Set task ▸ Find every line in the items below that contains the word "tree" and copy each of those lines. Case counts.

Data section ▸

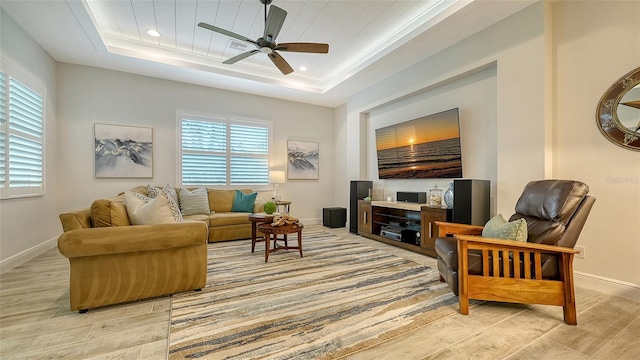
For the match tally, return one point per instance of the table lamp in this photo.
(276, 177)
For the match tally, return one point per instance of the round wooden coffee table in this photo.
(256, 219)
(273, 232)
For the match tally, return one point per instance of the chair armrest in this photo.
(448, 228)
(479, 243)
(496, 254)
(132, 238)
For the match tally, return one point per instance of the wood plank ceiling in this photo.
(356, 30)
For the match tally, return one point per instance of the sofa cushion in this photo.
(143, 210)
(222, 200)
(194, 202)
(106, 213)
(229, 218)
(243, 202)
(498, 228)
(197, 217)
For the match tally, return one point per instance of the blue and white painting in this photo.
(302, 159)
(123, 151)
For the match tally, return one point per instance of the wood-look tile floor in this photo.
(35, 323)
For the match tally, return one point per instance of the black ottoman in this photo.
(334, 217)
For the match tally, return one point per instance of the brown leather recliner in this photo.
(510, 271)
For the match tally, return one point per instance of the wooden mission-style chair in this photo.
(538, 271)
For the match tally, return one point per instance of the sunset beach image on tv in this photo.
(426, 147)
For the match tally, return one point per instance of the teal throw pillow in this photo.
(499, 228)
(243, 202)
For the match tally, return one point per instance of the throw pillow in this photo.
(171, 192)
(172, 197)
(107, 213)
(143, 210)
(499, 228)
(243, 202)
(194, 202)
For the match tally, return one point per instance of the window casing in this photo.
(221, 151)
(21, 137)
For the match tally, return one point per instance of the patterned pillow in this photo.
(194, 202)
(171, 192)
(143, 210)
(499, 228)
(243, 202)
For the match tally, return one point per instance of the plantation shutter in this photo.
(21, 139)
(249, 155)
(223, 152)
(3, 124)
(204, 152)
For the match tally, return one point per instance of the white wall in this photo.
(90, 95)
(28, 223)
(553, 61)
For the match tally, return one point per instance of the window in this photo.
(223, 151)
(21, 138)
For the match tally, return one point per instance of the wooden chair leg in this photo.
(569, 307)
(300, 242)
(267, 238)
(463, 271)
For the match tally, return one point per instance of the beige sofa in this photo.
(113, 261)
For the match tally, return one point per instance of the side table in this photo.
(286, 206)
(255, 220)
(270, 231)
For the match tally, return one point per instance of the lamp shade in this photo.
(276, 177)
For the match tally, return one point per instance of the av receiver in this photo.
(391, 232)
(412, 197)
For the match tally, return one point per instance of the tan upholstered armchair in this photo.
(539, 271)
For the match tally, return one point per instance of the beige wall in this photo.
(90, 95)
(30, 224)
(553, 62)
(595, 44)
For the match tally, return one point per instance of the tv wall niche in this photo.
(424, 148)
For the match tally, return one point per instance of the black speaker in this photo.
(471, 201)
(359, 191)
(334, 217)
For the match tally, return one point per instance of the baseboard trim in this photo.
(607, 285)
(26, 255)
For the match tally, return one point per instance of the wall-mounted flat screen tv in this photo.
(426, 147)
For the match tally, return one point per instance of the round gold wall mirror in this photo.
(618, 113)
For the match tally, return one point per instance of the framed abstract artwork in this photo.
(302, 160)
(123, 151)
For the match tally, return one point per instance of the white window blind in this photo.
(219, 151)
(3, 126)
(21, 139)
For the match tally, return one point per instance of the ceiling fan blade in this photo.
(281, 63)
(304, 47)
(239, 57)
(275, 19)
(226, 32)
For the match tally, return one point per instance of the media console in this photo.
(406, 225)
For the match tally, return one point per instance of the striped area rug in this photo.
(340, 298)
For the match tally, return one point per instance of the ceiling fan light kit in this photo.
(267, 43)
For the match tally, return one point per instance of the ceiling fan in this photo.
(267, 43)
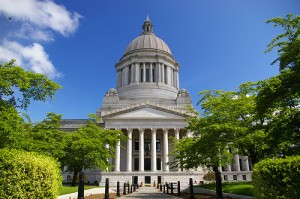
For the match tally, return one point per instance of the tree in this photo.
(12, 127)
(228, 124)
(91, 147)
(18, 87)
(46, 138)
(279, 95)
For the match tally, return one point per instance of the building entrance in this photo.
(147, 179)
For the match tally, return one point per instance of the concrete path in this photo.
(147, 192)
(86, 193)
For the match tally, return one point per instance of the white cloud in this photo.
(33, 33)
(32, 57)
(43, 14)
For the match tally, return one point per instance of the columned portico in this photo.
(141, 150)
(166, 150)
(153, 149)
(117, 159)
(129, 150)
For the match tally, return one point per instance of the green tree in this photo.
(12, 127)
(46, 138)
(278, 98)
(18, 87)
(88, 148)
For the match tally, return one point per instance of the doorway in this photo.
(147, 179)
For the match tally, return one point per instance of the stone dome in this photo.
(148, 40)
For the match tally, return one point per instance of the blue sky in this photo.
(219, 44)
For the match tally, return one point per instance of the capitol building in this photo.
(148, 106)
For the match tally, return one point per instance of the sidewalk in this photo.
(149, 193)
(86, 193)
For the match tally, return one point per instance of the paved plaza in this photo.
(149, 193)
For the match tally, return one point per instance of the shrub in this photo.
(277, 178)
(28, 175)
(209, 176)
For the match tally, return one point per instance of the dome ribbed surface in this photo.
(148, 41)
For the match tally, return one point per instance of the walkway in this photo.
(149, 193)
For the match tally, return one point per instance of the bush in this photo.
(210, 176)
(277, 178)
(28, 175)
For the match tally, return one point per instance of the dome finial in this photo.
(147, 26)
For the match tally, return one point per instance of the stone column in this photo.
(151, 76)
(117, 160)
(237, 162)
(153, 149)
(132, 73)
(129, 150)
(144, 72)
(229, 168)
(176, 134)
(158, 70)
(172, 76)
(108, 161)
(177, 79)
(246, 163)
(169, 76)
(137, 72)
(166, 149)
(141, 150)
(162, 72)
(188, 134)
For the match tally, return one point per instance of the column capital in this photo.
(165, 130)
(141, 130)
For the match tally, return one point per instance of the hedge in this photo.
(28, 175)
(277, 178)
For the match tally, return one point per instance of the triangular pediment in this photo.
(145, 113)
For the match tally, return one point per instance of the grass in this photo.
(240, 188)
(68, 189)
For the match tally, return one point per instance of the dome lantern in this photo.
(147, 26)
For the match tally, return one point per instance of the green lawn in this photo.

==

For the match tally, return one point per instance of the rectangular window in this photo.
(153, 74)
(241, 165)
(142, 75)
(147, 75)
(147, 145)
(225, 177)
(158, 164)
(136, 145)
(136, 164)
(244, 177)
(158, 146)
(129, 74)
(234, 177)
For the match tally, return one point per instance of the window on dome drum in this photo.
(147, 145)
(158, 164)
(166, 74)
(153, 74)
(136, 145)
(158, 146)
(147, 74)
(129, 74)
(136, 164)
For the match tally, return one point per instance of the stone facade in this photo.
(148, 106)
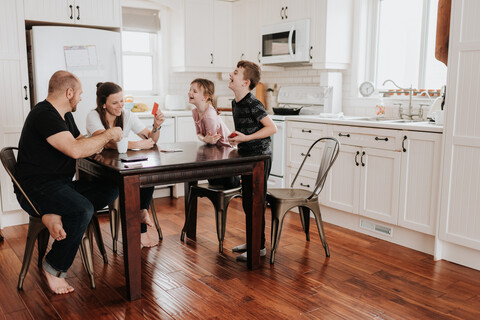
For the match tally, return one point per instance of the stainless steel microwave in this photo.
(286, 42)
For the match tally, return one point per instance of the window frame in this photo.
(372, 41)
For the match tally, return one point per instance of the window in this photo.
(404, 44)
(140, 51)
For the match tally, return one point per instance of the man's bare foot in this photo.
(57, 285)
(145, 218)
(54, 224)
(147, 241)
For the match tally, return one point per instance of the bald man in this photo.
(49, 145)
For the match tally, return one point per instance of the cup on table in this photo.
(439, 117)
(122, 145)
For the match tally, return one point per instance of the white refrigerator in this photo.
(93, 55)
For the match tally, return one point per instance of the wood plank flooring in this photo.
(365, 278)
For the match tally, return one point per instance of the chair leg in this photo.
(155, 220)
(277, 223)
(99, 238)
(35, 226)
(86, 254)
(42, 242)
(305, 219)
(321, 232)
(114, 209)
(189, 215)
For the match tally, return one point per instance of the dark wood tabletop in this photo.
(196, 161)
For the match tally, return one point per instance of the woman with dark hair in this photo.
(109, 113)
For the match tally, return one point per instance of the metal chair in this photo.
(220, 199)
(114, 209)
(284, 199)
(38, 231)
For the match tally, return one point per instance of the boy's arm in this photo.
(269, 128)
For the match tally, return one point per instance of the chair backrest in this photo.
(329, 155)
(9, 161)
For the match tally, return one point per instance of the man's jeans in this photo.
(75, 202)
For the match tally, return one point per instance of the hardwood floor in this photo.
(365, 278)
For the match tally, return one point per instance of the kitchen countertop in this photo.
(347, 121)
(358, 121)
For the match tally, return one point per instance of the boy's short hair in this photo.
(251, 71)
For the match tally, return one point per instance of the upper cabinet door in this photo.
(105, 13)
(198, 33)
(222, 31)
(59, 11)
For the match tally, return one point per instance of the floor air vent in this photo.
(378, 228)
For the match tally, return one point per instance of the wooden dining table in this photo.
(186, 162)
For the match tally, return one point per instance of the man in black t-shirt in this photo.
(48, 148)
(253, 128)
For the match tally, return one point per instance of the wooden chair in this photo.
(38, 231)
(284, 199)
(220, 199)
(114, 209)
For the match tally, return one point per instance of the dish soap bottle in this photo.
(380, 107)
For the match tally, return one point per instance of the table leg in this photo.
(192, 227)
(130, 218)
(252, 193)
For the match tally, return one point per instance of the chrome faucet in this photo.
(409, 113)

Completed exercise ▸
For the match tally, return one point per instance of the tree in this photo.
For the match tally, return one point per instance of the green tree in this photo.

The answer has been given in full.